━━ Data in this exercise ━━

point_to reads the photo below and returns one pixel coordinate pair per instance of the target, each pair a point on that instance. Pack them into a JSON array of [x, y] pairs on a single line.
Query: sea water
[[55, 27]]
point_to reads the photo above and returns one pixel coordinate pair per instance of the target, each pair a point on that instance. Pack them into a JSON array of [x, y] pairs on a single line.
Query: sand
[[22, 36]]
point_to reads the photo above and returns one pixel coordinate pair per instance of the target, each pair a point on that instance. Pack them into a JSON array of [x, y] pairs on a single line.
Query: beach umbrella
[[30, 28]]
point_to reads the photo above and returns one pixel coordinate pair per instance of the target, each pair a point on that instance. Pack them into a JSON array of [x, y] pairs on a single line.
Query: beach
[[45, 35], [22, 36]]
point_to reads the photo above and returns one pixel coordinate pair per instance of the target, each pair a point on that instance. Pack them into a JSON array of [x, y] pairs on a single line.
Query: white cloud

━━━

**What you are asked to do:**
An exact copy of every record is required.

**Response:**
point_to reads the photo below and returns one pixel coordinate pair per instance of the target, each pair a point on that instance. Pack them into a JSON array of [x, y] pairs on a single line.
Query: sea water
[[55, 27]]
point_to reads the photo above and returns one pixel coordinate pair per instance of the target, each pair a point on that instance. Pack them into a JSON array of [x, y] pairs on a single line.
Query: sand
[[22, 36]]
point_to reads the photo above and returns one pixel coordinate pair per instance of the target, each pair a point on that instance. Pack them into a JSON array of [x, y] pairs on a single line.
Query: beach umbrella
[[30, 28]]
point_to reads the photo above and returns one pixel coordinate pair per instance of the target, each pair a point on that instance. Pack them into a JSON array of [x, y] pairs on a single line.
Query: beach
[[45, 35], [22, 36]]
point_to reads the photo above and returns one pixel coordinate pair per instance of the target, each pair a point on that instance. Pack them into a JSON array of [x, y] pairs on a single line.
Query: white cloud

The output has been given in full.